**TASK DETAILS**
Omit every picture and return the rest of the data unaltered.

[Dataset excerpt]
+ + + +
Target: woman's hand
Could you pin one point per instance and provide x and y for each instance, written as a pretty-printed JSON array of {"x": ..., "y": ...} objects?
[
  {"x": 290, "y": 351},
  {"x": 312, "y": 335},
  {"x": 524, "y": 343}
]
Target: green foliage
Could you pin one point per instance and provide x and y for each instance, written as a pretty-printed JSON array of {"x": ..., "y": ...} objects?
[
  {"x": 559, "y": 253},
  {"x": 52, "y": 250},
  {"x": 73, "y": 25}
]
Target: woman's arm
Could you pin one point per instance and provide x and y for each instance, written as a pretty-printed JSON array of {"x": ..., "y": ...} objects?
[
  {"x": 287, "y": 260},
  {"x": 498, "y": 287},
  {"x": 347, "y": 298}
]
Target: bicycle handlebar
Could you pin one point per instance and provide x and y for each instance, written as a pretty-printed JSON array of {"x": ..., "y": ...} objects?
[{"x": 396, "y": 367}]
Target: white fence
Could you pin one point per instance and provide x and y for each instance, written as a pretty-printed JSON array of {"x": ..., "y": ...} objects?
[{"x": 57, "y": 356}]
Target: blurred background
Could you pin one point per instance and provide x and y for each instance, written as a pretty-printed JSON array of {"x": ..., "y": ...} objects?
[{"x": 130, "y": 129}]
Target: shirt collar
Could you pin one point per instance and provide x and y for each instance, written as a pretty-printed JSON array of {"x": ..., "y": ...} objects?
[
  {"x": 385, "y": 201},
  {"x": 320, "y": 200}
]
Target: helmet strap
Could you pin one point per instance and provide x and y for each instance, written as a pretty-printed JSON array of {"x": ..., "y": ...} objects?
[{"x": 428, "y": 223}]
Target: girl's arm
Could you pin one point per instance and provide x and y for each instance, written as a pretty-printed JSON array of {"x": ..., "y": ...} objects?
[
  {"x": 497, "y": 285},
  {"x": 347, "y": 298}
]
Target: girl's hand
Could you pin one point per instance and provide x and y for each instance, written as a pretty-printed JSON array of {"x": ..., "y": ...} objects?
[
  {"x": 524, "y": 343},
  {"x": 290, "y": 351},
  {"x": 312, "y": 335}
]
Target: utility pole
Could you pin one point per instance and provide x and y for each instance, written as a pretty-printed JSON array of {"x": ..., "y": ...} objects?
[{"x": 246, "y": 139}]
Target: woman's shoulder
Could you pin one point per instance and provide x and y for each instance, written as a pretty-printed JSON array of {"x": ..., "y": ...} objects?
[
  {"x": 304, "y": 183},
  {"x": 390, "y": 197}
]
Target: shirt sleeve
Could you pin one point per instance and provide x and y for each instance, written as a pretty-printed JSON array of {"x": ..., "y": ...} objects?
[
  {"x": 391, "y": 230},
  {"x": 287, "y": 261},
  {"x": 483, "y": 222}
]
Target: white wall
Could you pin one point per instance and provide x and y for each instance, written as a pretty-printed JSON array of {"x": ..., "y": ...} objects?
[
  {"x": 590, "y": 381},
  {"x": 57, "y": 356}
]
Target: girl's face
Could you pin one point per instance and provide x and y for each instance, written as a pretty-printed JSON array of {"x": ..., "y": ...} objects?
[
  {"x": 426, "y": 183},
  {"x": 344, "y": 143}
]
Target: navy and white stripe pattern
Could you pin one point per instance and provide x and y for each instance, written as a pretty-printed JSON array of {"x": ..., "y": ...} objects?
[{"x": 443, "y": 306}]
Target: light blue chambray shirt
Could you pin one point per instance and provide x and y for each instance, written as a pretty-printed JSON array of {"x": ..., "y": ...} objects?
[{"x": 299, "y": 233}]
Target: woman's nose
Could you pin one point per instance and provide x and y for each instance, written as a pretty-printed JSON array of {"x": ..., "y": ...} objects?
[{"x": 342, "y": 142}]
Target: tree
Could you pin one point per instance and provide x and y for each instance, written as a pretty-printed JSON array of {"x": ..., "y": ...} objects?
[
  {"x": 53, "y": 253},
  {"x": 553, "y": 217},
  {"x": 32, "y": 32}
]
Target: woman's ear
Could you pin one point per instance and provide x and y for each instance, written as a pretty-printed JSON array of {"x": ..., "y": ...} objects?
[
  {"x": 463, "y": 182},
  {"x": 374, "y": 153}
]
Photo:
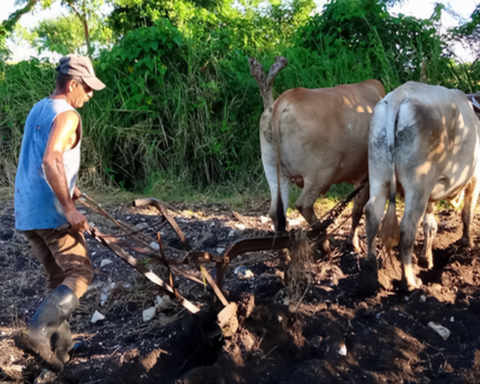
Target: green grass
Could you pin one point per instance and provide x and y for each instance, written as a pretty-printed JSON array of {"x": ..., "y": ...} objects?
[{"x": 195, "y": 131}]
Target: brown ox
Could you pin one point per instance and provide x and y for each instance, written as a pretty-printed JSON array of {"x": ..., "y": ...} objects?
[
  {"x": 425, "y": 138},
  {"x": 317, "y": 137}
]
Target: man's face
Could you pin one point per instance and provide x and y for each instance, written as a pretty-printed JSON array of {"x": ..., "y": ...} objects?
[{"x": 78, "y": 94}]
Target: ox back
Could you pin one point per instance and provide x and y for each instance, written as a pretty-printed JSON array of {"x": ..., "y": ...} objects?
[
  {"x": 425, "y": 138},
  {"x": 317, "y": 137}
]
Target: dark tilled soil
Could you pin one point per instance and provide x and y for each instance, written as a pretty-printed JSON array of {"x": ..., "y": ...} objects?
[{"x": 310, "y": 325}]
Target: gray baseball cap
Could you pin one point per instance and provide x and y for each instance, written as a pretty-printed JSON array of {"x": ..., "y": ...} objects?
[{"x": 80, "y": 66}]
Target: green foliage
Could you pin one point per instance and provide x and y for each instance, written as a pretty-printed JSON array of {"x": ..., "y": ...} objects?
+ + + +
**COMPLETE RESPONSE**
Target: woman's hand
Could you pin one point per instance and provide x and y for each instance, written as a pretty-printed JSON array of {"x": ..., "y": ...} objects?
[
  {"x": 290, "y": 351},
  {"x": 312, "y": 335},
  {"x": 524, "y": 343}
]
Target: green foliage
Could you pin one point per instance and provide x and y for each instance, written as a pretty-printed JSON array of {"x": ..., "y": ...} objects?
[
  {"x": 559, "y": 253},
  {"x": 52, "y": 250},
  {"x": 73, "y": 25}
]
Target: woman's arm
Could you pin one point per instance and provide x and y for each instance, written as a pretty-printed JSON array of {"x": ..., "y": ...} objects?
[
  {"x": 287, "y": 260},
  {"x": 498, "y": 287},
  {"x": 347, "y": 298}
]
Target: bicycle handlebar
Could you pin one point per instance and provide x and y for each instance, written as a pretty-printed JSON array of {"x": ..., "y": ...} objects?
[{"x": 396, "y": 367}]
Target: white fence
Could you pin one point per instance and provide x and y for each instance, written as a pretty-printed JSON array of {"x": ..., "y": ...} objects?
[{"x": 57, "y": 356}]
Target: blurred background
Could you pin one point per instance and provide x and y for each instance, written as a pretty-printed JSON array of {"x": ..., "y": ...} objects?
[{"x": 130, "y": 129}]
Target: shirt collar
Could you pin one point per instance and provide x and y for each instance, written as a pretty-printed JSON array of {"x": ..., "y": ...} objects?
[
  {"x": 385, "y": 201},
  {"x": 320, "y": 200}
]
Target: helmet strap
Could you pin one point per instance and provide x and y for each instance, written as a pretty-printed JSON array of {"x": ..., "y": ...} objects?
[{"x": 428, "y": 223}]
Target: girl's arm
Could you pin one point per instance and provide x and y for each instance, written as a pretty-printed JSON array of {"x": ..., "y": ...} objects?
[
  {"x": 497, "y": 285},
  {"x": 347, "y": 298}
]
Target: girl's hand
Could you pin one point per instance and provide x and y for each instance, written as a pretty-printed JSON array of {"x": ..., "y": ...} objects?
[
  {"x": 524, "y": 343},
  {"x": 290, "y": 351},
  {"x": 312, "y": 335}
]
Target: utility pole
Could you pin one point per instance and provide x and y for each instance, written as a pretty-printed JSON array of {"x": ..., "y": ...} objects?
[{"x": 246, "y": 139}]
Target: woman's shoulder
Could you pin one point per instance and provide x and y for each instance, written as a pretty-printed JSON array of {"x": ..., "y": ...} objects?
[
  {"x": 304, "y": 183},
  {"x": 390, "y": 197}
]
Target: shirt sleeve
Could you pin one point per instance and provide x and y for each instance, written as a pretty-printed JSON array of {"x": ..., "y": ...} objects?
[
  {"x": 391, "y": 230},
  {"x": 287, "y": 261},
  {"x": 483, "y": 222}
]
Target: white wall
Could you pin one point per instance and provide x and y for each instance, written as a pretty-printed JSON array of {"x": ..., "y": ...} objects?
[
  {"x": 590, "y": 381},
  {"x": 57, "y": 356}
]
Target: girl's face
Could you pin one point per instance and provide x and y for each instance, written as a pretty-printed JSON array of {"x": ..., "y": ...} objects?
[
  {"x": 426, "y": 183},
  {"x": 344, "y": 143}
]
Target: navy and white stripe pattern
Could you pin one point per instance and provide x and y for each instance, written as a pretty-printed JSON array of {"x": ..., "y": ...} objects?
[{"x": 443, "y": 306}]
Target: light blue chambray shirt
Could you pin one point per instance and provide x and y for each instance, written as a pretty-printed JSON array of {"x": ..., "y": ...} objects?
[{"x": 299, "y": 233}]
Target: woman's nose
Could you pin one point per instance and provide x and y for each instance, written as a pretty-printed JSON array of {"x": ..., "y": ...} objects?
[{"x": 342, "y": 142}]
Target: tree
Could you pin one point per instance and provide x and y for each instance, written as a pretty-printed JSON array of {"x": ..., "y": ...} objects?
[
  {"x": 53, "y": 253},
  {"x": 553, "y": 217},
  {"x": 32, "y": 32}
]
Target: woman's ear
Could you pin one point per instance and provide x and y for each instance, written as a pretty-printed JSON array of {"x": ..., "y": ...} objects?
[
  {"x": 463, "y": 182},
  {"x": 374, "y": 153}
]
Photo:
Target: green grass
Could you pin one point per instance and provide x and y for each instance, written as a pretty-printed JSON array of {"x": ..., "y": ...} objects?
[{"x": 195, "y": 131}]
Target: brown ox
Could you pin one point per instance and provide x and y for each instance, written as a pretty-printed JSON array of {"x": ..., "y": ...} objects?
[
  {"x": 425, "y": 138},
  {"x": 317, "y": 137}
]
Target: man's face
Could you pin one point per instance and provide x and y for each instance, written as a pretty-printed JSON array of {"x": ..., "y": ...} objects?
[{"x": 78, "y": 94}]
Target: ox back
Could you pin one point per instance and provide x and y for each instance, written as a pretty-printed JSON array of {"x": ..., "y": ...} objects?
[
  {"x": 425, "y": 138},
  {"x": 317, "y": 137}
]
Target: dark tilled soil
Could you pin one point per instance and provide x and y for each instance, written as a pretty-printed JSON array of {"x": ..., "y": ...} objects?
[{"x": 310, "y": 325}]
Target: gray baseball cap
Could you pin one point per instance and provide x and y for each instance, written as a pretty-printed JSON array of {"x": ..., "y": ...} objects?
[{"x": 80, "y": 66}]
Target: green foliage
Could you pin one point per instance and provide x and y for each instance, written as a pretty-printed JSON array of {"x": ..., "y": ...} objects?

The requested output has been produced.